*EXERCISE INPUTS*.
----

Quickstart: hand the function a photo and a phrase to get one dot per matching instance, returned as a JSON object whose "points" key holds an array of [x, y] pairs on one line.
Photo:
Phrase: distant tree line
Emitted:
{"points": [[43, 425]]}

----

*EXERCISE GOAL*.
Put every line of the listing above into a numbered list, skipping any blank lines.

*SOLUTION BELOW*.
1. Quickstart: hand the function a photo and a phrase to get one dot per matching instance, returned as a JSON object whose "points" key holds an array of [x, y] pairs on one line.
2. Photo:
3. Phrase: distant tree line
4. Emitted:
5. {"points": [[43, 425]]}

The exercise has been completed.